**Brano da leggere:**
---*---
SUPREMA CORTE DI CASSAZIONE

SEZIONE I

SENTENZA 2 DICEMBRE 2013, N. 26965

Svolgimento del processo

La Corte di appello di Trento, con sentenza dell’11 giugno 2007 ha confermato quella in data 31 maggio 2006 del Tribunale che aveva respinto le domande dei condomini L..M. ed P.E. , di condanna del comune di Dimaro alla rimozione o spostamento delle condotte fognaria ed idrica realizzate abusivamente nel sottosuolo dell’edificio “Condominio …”, ubicato nel territorio comunale, previa declaratoria di inesistenza della servitù, in quanto: a) era pacifica tra le parti l’insussistenza di detta servitù di cui peraltro non era neppure individuato il fondo dominante; b) neanche si era discusso di occupazione appropriativa del fondo o delle condotte nella decisione del Tribunale che ne aveva correttamente escluso la rimozione per l’avvenuta irreversibile trasformazione del terreno e la sua acquisizione alla mano pubblica, anche a seguito dei provvedimenti del Consiglio e della Giunta del comune che avevano approvato l’opera.
Per la cassazione della sentenza, il M. e la P. hanno proposto ricorso per 3 motivi; cui ha resistito il comune di Dimaro con controricorso, con il quale ha formulato altresì ricorso incidentale per 3 motivi.
---*---
**Estratto dei dati:**

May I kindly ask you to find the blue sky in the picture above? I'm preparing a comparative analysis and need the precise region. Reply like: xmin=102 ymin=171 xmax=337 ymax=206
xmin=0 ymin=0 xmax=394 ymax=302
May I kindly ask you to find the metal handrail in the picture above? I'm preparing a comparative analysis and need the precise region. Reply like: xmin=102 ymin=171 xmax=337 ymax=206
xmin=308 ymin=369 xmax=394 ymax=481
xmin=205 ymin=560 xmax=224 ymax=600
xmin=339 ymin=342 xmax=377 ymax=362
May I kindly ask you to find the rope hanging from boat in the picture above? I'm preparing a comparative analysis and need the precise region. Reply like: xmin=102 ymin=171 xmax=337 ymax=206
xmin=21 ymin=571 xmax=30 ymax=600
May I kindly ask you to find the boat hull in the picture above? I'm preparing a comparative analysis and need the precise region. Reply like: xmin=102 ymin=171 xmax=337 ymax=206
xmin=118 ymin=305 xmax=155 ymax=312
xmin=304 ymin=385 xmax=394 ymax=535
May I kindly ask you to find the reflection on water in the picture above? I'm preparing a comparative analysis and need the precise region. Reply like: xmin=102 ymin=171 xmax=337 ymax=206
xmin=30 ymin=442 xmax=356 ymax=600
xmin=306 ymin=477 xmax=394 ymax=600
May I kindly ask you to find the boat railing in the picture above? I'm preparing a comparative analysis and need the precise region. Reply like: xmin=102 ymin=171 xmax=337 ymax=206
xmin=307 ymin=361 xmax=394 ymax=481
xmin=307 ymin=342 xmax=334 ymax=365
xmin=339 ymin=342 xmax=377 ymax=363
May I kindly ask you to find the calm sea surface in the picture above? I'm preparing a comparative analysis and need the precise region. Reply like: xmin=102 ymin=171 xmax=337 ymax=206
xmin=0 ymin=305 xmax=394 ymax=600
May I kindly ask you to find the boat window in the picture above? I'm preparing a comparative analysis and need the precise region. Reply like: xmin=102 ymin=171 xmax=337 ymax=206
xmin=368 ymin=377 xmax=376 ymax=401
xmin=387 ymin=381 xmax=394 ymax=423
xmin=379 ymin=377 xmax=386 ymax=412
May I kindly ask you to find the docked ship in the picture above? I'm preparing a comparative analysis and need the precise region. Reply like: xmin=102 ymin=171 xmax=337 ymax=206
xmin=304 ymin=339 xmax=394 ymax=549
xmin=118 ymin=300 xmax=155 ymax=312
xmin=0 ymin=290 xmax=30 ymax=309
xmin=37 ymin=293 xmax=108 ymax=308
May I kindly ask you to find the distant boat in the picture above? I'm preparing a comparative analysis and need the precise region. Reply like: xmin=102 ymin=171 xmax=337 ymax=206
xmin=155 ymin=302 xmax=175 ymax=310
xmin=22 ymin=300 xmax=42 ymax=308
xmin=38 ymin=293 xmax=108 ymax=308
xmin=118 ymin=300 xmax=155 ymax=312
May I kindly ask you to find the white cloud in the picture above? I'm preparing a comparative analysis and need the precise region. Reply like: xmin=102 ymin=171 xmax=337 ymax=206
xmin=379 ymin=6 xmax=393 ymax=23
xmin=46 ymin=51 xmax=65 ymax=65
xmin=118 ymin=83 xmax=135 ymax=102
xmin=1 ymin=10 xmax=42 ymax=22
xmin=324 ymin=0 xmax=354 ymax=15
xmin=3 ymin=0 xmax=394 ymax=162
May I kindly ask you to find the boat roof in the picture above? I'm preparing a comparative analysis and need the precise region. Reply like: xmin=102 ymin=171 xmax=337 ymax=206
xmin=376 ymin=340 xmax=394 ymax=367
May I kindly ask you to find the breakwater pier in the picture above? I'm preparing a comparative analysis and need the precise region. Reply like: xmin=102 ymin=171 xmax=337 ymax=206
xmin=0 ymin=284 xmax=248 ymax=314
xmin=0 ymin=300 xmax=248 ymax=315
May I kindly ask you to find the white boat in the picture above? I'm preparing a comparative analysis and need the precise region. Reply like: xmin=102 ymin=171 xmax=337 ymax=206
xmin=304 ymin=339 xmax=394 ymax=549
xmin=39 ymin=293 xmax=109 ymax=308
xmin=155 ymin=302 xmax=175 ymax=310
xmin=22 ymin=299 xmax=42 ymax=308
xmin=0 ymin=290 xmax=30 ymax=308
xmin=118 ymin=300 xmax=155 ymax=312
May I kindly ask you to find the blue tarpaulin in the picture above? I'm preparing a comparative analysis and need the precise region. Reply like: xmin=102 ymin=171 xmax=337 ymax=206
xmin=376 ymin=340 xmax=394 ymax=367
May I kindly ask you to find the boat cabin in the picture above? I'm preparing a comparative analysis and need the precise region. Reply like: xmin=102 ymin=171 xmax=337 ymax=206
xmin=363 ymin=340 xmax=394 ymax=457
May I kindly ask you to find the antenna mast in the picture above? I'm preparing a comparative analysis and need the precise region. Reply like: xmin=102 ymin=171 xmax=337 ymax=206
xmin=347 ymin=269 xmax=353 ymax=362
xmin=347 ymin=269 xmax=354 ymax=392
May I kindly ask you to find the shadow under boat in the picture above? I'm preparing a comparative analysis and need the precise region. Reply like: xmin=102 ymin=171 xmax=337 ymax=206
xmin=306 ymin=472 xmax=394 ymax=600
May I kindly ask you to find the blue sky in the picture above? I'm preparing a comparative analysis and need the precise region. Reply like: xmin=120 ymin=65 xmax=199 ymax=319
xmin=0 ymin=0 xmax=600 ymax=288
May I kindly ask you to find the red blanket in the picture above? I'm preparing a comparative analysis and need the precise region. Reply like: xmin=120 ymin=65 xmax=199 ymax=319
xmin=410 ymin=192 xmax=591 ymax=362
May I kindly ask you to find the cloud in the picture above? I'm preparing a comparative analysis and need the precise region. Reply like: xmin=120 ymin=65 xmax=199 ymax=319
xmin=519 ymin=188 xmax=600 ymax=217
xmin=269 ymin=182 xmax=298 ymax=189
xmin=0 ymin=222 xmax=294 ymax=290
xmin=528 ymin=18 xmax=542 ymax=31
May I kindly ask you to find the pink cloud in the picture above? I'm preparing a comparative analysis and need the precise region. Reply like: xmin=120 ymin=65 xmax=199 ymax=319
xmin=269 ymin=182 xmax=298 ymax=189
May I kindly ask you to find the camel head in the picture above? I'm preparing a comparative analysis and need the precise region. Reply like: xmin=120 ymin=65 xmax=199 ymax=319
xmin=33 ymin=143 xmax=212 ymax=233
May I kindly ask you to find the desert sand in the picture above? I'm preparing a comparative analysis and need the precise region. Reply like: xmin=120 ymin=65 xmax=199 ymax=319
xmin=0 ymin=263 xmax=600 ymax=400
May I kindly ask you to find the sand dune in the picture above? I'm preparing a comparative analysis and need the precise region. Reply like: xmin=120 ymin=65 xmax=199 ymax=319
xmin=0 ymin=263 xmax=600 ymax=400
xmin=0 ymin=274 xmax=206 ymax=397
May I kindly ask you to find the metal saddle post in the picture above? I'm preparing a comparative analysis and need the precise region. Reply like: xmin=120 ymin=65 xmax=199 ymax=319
---*---
**Compito 1:**
Elenchi tutte le date di calendario che compaiono nella sentenza della Cassazione, nell'ordine in cui vi figurano.
**Compito 2:**
Riprenda la sentenza della Cassazione subito dopo l'ultima frase riportata e ne prosegua il testo.

**Risposta all'esercizio 1:**
- 2 dicembre 2013
- 11 giugno 2007
- 31 maggio 2006

**Risposta all'esercizio 2:**
Motivi della decisione

Il Collegio preliminarmente osserva che nessuna delle questioni prospettate a sostegno dei motivi del ricorso incidentale è corredato dai quesiti di diritto richiesti dall’art.366 bis cod.proc.civ. introdotto dal d.lgvo 40 del 2006 a far data dal 2 marzo 2006, e poi abrogato dall’art. 47, comma 1, lett. d), della l. 18 giugno 2009, n. 69,tuttavia successiva alla decisione impugnata: per il p quale l’illustrazione di ciascun motivo si deve concludere, a pena di inammissibilità, nei casi previsti dall’art. 360, comma 1, nn. 1, 2, 3 e 4, c.p.c., con la formulazione di un quesito di diritto, mentre, nell’ipotesi prevista dal n. 5 del medesimo comma, il motivo deve enunciare, in modo sintetico ma completo, la chiara indicazione del fatto controverso in relazione al quale la motivazione sì assume omessa o contraddittoria; ovvero le ragioni per le quali la dedotta insufficienza della motivazione la rende inidonea a giustificare la decisione.
Poiché invece la formulazione di un esplicito quesito di diritto o la chiara indicazione del fatto controverso sono del tutto assenti nell’illustrazione di ciascuna delle doglianze in cui si articola il ricorso incidentale (cfr. Cass. Sez. un. 7258 e 14682/2007),detta impugnazione deve essere dichiarata inammissibile.
Con il primo motivo del principale L..M. ed P.E. , deducendo violazione dell’art. 112 cod.proc.civ. censurano la sentenza impugnata per avere confermato il rigetto della loro domanda di negatoria servitutis per effetto del passaggio nell’ambito del sottosuolo condominiale sia della condotta fognaria, che di quella idrica comunale e della conseguente rimozione degli impianti, invocando la c.d. occupazione espropriativa che nessuna delle parti aveva prospettato; e perciò incorrendo in un palese vizio di ultrapetizione.
La doglianza è infondata.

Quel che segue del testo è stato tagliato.